*Text extract*.
• • • • • • •

The Satpura Basin is a Gondwana Basin that lies in the heart of peninsula India, along the Narmada-Son lineament. It covers an area of about 5000 km2. It contains an early Permian to Triassic succession similar to that of the other Gondwana basins, but this is unconformably overlain by a Cretaceous succession comprising the Lower Cretaceous Jabalpur Formation, the Upper Cretaceous Lametas Formation and the latest Cretaceous to earliest Palaeocene Deccan Trap. The Pench-Kanhan-Tawa Valley coalfield lies on the southern margin of the basin. This is characterised by a high degree of structural disturbance and E-W faulting. The coalfield also shows evidence of intrusion by dykes associated with the Deccan Traps. The structure of the central part of the basin is less well known. The sandy parts of the Barakar Formation, along with the Bijori and Panchmari formations may provide suitable reservoirs, and the clay-dominated Motur and Denwa Formations could have sealing potential (Mondal 2007). However, until this potential can be firmed up, its CO2 storage potential is classified here limited.

References

Mondal, A. 2006. Gondwana Basins in India – Vast Geologic Storage Sites for CO2 Injection. Proceedings of the International Workshop on R&D Challenges in Carbon Capture & Storage Technology for Sustainable Energy Future (IWCCS-07), 12-13 January 2007. National Geophysical Research Institute, Hyderabad.

• • • • • • •

*Written tasks*.
[a] Extract, word for word, the passage of the Satpura Basin text that begins with the words containing "Mondal, A. 2006." and ends with "Research Institute, Hyderabad.".
[b] From the Satpura Basin text, list every formation identified as a possible reservoir.

• • • • • • •

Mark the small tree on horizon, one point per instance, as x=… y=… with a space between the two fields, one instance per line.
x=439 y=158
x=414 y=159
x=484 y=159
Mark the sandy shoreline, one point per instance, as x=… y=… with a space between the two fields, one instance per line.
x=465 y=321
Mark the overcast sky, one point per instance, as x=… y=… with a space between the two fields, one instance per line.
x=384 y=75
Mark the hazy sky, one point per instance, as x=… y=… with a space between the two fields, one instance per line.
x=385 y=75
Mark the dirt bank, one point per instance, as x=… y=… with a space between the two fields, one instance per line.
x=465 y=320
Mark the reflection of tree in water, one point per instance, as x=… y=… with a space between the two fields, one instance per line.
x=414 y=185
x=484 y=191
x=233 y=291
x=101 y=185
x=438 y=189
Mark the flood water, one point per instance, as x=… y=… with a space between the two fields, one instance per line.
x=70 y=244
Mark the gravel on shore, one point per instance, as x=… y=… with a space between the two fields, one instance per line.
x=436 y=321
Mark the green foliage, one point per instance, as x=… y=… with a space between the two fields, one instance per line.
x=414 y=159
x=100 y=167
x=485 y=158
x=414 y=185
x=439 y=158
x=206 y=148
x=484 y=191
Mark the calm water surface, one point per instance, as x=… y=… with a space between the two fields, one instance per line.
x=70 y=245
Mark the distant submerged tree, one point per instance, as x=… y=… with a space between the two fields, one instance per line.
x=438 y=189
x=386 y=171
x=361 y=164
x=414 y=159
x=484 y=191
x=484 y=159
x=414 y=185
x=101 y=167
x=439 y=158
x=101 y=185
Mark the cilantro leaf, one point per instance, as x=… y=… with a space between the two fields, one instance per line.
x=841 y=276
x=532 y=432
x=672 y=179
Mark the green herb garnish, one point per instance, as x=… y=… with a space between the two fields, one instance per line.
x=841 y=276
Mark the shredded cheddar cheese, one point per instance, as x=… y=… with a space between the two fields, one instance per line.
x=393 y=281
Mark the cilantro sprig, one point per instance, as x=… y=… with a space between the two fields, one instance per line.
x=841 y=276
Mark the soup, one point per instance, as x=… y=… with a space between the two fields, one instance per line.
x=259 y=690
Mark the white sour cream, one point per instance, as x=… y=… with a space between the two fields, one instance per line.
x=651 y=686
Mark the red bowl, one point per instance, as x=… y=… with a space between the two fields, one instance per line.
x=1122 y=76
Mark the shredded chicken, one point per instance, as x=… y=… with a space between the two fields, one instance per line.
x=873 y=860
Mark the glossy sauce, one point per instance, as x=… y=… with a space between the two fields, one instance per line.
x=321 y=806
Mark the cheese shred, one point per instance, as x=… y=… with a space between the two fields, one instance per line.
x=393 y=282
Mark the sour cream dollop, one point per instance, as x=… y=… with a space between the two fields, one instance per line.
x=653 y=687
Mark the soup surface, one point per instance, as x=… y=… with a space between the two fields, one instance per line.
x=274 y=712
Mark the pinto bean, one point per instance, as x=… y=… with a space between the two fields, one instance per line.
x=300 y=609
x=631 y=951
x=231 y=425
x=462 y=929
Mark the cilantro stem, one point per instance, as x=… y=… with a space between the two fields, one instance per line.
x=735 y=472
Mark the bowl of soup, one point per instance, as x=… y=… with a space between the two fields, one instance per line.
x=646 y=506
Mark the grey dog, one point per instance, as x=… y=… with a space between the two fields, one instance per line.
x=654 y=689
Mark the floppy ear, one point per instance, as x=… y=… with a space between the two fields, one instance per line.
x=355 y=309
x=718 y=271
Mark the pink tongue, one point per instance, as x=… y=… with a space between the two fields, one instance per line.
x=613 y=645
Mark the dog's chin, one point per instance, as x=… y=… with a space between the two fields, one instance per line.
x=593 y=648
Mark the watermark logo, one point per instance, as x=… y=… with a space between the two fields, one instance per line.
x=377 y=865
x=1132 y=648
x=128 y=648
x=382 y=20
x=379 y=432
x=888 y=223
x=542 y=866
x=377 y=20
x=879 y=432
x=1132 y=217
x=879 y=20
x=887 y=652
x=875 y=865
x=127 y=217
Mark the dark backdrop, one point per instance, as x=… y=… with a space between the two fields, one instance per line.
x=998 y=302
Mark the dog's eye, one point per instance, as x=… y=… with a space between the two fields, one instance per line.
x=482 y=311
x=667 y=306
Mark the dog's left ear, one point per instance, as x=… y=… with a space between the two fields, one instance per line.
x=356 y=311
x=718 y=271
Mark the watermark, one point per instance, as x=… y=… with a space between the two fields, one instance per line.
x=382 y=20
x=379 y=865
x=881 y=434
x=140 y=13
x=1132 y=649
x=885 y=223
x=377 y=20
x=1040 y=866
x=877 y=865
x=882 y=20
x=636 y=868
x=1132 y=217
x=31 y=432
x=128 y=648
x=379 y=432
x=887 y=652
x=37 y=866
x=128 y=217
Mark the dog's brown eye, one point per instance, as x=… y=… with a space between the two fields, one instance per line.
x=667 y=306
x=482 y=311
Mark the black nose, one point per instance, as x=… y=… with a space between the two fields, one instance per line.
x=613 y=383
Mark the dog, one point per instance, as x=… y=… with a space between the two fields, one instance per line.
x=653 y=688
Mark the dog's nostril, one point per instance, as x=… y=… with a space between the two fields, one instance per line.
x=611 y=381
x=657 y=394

• • • • • • •

*The answers*.
[a]
Mondal, A. 2006. Gondwana Basins in India – Vast Geologic Storage Sites for CO2 Injection. Proceedings of the International Workshop on R&D Challenges in Carbon Capture & Storage Technology for Sustainable Energy Future (IWCCS-07), 12-13 January 2007. National Geophysical Research Institute, Hyderabad.

[b]
- Barakar Formation (its sandy parts)
- Bijori Formation
- Panchmari Formation